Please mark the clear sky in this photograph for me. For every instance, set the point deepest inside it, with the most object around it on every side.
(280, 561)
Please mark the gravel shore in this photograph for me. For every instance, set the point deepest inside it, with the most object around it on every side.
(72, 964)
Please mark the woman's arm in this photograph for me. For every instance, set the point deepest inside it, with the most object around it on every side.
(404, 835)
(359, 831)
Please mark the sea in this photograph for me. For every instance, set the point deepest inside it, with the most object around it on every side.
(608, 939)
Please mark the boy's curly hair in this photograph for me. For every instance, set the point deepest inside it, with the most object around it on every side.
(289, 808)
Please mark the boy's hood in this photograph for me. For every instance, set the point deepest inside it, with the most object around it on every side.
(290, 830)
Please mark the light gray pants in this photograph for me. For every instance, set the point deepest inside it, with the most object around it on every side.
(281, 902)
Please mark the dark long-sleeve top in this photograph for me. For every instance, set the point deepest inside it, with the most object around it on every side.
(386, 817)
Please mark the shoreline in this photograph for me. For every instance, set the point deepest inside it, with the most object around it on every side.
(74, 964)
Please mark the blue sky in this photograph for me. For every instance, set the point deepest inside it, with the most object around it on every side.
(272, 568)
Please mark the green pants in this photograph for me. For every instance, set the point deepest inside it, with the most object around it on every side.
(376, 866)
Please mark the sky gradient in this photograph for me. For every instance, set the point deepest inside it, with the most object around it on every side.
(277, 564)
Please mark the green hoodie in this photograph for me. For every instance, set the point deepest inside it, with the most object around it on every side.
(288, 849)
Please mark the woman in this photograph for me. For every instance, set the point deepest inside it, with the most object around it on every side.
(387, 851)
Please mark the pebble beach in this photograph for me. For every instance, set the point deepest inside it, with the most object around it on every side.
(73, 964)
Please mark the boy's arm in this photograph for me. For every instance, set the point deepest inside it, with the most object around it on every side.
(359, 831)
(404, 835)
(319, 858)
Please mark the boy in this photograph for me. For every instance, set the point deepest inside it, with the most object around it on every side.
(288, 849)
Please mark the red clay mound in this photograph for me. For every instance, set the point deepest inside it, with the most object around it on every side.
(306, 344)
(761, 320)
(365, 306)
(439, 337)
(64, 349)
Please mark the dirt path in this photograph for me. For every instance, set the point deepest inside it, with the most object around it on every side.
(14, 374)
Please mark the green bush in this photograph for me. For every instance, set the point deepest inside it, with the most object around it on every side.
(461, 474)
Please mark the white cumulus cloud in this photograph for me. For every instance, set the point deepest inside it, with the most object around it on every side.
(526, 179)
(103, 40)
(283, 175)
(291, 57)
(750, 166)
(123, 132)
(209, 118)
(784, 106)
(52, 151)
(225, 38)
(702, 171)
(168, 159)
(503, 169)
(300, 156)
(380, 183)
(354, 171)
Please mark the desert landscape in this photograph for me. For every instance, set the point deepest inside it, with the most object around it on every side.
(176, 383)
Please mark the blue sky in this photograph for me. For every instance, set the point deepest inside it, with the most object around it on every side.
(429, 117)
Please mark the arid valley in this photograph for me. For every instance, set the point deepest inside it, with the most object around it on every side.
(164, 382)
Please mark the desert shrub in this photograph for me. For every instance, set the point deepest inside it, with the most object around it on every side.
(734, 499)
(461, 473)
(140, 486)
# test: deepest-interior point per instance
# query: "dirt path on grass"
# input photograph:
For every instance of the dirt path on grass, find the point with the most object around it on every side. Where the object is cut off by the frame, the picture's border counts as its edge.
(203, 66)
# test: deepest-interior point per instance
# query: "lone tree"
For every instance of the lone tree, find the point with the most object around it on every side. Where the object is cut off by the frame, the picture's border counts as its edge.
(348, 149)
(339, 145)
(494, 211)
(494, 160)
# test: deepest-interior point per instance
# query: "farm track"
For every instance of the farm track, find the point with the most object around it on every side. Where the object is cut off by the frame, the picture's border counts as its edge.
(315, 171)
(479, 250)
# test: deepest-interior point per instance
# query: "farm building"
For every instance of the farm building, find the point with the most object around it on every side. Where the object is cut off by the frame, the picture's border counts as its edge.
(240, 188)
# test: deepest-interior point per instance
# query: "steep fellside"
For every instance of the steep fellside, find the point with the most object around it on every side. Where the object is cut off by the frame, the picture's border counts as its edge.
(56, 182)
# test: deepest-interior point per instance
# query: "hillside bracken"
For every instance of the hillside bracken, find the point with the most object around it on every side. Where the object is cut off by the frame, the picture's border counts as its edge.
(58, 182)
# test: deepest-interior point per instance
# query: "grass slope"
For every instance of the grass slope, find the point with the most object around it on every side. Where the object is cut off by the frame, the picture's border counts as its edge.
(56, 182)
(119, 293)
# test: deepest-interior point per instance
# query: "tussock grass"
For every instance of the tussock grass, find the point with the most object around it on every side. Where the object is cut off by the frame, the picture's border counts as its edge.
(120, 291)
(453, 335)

#####

PROBLEM DESCRIPTION — Copy every record exactly as presented.

TASK ANSWER —
Please mark the clear sky in this photograph for me. For every instance, set the point deepest inside it, with the most object around it on every side.
(280, 561)
Please mark the gravel shore in this photograph for me. For every instance, set the point deepest inside it, with the most object around it on every side.
(72, 964)
Please mark the woman's arm in this photograph for me. For every instance, set the point deepest inside it, with the most object around it on every side.
(404, 835)
(359, 831)
Please mark the sea in this photograph for me. For every instance, set the point deepest inside it, with the most object around it on every side.
(608, 939)
Please mark the boy's curly hair in this photograph for me. For every instance, set the point deepest inside it, with the most object around it on every side.
(289, 808)
Please mark the boy's hood in this photograph for me. For every instance, set the point deepest inside it, with the most object around it on every side.
(290, 830)
Please mark the light gray pants in this photograph for me. For every instance, set the point deepest inside it, with the most object around it on every side.
(281, 902)
Please mark the dark long-sleeve top in this photograph for me. For every instance, set the point deepest inside it, with the most object around it on every side.
(386, 817)
Please mark the shoreline in this photograph for me. For every instance, set the point deepest inside it, with the most object around it on every side.
(74, 964)
Please mark the blue sky in this photograph for me. For every instance, set the point deepest inside it, with the most object around it on every side.
(272, 568)
Please mark the green pants in this photograph for me. For every instance, set the point deepest inside it, with the most object around it on every side.
(376, 866)
Please mark the sky gradient in this photograph for me. For every instance, set the point deepest inside it, with the most object around it on every side.
(277, 564)
Please mark the green hoodie in this photograph for me. For every instance, set the point deepest inside it, with the most object around it on every side.
(288, 849)
Please mark the woman in this photograph for me. For every instance, set the point deepest inside it, with the most object around it on every side.
(387, 851)
Please mark the pebble beach in this photograph for me. For every instance, set the point deepest inside it, with the most object around it on every side.
(73, 964)
Please mark the boy's arm in this photograph for me. For every instance, set the point deepest inside it, with the most object around it on every side.
(359, 831)
(404, 835)
(319, 858)
Please mark the boy in this photograph for me. For every instance, set the point deepest inside it, with the most object around it on every side.
(288, 849)
Please mark the red clay mound in this photograph for me. For every instance, set the point deepest inside it, with the most object around it on every side.
(306, 344)
(761, 320)
(365, 306)
(439, 337)
(64, 349)
Please mark the dirt path in this photograph for me. For every instance, set the point deepest inside it, with the most object around it on every side.
(14, 374)
Please mark the green bush in this photograph for me. For every instance, set the point deepest inside it, with the most object around it on every side.
(461, 474)
Please mark the white cumulus cloud in this photograph for me. For every instance, set the point deepest inside it, with the most object around it on every side.
(526, 179)
(103, 40)
(283, 175)
(291, 57)
(750, 166)
(123, 132)
(209, 118)
(784, 106)
(52, 151)
(225, 38)
(702, 171)
(168, 159)
(503, 169)
(300, 156)
(380, 183)
(354, 171)
Please mark the desert landscape in this photograph for me. For every instance, set the point deepest inside it, with the most object around it on every side.
(176, 383)
Please mark the blue sky in this photograph for me. For every instance, set the point deepest inside it, with the most object around it on every side.
(429, 117)
Please mark the arid valley in this photograph for me. For every instance, set the point deepest inside it, with the most object around it on every side.
(164, 382)
Please mark the desert shrub in this photograph for me. For every instance, set the point deepest inside it, with the most object around it on every side.
(734, 499)
(461, 473)
(140, 486)
# test: deepest-interior point per instance
# query: "dirt path on grass"
# input photograph:
For every instance of the dirt path on grass, find the point with the most object around it on every side. Where the object is cut off by the frame, the picture's border counts as its edge.
(203, 66)
# test: deepest-interior point per instance
# query: "lone tree"
For every instance of the lone tree, find the point with the most object around it on every side. Where the object is cut off by the frame, the picture's border counts as its edge.
(348, 149)
(339, 145)
(494, 211)
(494, 160)
# test: deepest-interior point per instance
# query: "farm track"
For every instance of the farm track, find the point with the most object around it on every side. Where the object is cut off by the frame, the picture's border counts as its edge.
(315, 171)
(479, 250)
# test: deepest-interior point per instance
# query: "farm building"
For every instance of the farm building, find the point with the most object around it on every side. Where the object is cut off by the frame, the picture's border counts as its edge.
(240, 188)
# test: deepest-interior point per instance
# query: "steep fellside"
For every instance of the steep fellside, find the point with the most object around it on every side. Where the object is cut off by the frame, the picture's border counts as its edge.
(56, 182)
# test: deepest-interior point per instance
# query: "hillside bracken"
For every instance of the hillside bracken, find the point with the most object around it on every side. Where the object is cut off by the frame, the picture's border counts as its edge.
(58, 182)
# test: deepest-interior point per instance
# query: "grass slope"
For every instance of the grass slope, find the point with the most object around it on every side. Where the object is cut off by the frame, the picture's border counts as its edge.
(56, 182)
(119, 293)
# test: deepest-interior point per instance
# query: "tussock grass"
For every instance of the tussock grass, find the point with the most object around it on every side. Where the object is cut off by the frame, the picture's border counts as its edge.
(120, 291)
(453, 335)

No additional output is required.